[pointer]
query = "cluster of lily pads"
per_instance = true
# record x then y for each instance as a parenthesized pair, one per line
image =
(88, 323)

________

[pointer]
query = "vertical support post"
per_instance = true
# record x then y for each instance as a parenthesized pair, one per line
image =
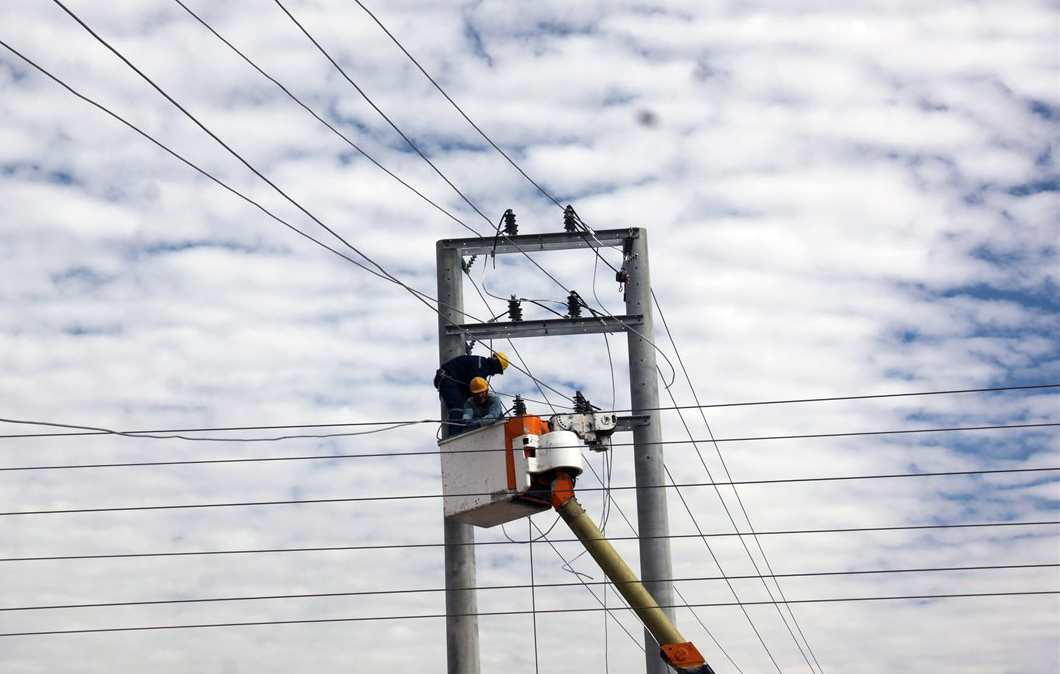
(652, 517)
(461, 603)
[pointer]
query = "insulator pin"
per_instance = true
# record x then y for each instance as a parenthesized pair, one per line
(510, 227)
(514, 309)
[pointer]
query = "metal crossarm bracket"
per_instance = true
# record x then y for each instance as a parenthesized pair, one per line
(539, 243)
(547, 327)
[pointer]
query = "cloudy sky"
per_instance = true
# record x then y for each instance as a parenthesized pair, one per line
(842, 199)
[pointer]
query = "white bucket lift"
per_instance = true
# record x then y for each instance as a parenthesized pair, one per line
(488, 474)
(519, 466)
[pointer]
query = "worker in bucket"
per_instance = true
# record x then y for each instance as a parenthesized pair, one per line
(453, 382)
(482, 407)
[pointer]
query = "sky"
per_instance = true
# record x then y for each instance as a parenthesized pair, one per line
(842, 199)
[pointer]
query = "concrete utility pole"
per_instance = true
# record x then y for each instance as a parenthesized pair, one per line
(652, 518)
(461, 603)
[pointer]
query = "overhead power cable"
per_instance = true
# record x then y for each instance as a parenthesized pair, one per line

________

▸ Problem to solve: Gather every line above that contains the string "query", and list them in their original order.

▸ Written response:
query = "cluster of lily pads"
query = "vertical support post"
query = "insulator pin"
query = "metal crossarm bracket"
query = "cloudy sky"
query = "white bucket lift"
query = "worker in bucket"
query = "sky"
query = "concrete utility pole"
query = "overhead power cable"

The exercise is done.